## Start
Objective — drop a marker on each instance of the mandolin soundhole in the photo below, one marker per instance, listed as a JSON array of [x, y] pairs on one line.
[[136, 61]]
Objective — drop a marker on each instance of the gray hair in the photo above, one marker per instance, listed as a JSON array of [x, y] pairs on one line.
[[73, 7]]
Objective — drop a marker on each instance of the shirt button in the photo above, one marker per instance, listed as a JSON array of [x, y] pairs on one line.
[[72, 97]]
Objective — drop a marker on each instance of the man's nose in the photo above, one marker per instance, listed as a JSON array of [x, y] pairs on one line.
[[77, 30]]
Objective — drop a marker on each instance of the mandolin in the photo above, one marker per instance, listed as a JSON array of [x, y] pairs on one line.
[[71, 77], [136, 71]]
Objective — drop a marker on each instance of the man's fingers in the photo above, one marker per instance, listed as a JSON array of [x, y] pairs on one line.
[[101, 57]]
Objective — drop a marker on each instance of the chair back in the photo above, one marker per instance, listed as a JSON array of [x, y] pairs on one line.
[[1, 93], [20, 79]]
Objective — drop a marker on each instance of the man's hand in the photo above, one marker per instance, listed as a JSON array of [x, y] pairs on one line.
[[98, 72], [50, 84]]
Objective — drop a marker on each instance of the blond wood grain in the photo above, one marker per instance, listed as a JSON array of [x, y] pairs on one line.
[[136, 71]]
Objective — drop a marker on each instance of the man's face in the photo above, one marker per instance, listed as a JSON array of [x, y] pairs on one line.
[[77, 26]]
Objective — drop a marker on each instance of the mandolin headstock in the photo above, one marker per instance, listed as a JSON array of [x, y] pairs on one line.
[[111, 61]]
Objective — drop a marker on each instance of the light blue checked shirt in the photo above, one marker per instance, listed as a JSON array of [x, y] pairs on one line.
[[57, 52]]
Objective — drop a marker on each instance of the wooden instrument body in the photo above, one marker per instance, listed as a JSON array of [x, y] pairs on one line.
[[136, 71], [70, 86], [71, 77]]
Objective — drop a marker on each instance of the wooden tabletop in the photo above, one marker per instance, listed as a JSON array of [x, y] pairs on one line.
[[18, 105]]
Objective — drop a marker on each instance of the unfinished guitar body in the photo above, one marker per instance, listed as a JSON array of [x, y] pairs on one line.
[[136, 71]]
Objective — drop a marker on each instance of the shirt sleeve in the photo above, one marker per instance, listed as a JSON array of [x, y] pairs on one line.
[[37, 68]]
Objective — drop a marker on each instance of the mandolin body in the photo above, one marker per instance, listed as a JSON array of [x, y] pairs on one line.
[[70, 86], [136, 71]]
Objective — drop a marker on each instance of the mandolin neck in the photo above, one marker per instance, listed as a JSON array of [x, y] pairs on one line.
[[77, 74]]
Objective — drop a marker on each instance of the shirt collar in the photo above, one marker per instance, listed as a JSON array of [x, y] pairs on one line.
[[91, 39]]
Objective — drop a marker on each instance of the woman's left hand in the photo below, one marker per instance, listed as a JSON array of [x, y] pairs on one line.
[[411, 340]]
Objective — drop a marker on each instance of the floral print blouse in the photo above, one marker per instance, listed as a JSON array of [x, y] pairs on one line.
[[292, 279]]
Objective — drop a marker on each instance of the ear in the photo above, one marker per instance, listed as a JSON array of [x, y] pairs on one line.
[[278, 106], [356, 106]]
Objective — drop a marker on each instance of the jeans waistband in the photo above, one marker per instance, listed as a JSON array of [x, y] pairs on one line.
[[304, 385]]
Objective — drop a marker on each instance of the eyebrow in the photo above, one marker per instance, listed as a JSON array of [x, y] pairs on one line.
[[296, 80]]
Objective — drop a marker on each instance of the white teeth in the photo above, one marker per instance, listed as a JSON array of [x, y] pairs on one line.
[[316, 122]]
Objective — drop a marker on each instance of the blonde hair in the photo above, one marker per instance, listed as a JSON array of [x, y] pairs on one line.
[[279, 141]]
## End
** What you will do **
From the line holding "Objective — drop a marker on each instance of the ear" down to the final line above, quote every line exactly and only those lines.

** The result **
Objective — drop a marker on each instance of the ear in the photo above, one marker per instance, listed as a JSON array of [x, y] pairs on one line.
[[278, 106], [356, 106]]
Objective — drop a marker on each instance of the jeans waistband in the photo above, one marker per instance, listed as a JSON array of [x, y] pairs on one line.
[[304, 385]]
Objective — drop a marker on each instance of the eyebrow in the photo above, one marker per instance, listed as a JSON array of [x, y] pairs on one line.
[[296, 80]]
Objective — drop a marker on each instance of the white teeth in the photo above, one marker per instance, listed as a JSON array of [x, y] pairs on one line.
[[316, 122]]
Objective — drop a marker on each instance of the blonde hair in the photo above, one marker per instance, listed as a JSON array of [x, y] pairs on one line.
[[279, 141]]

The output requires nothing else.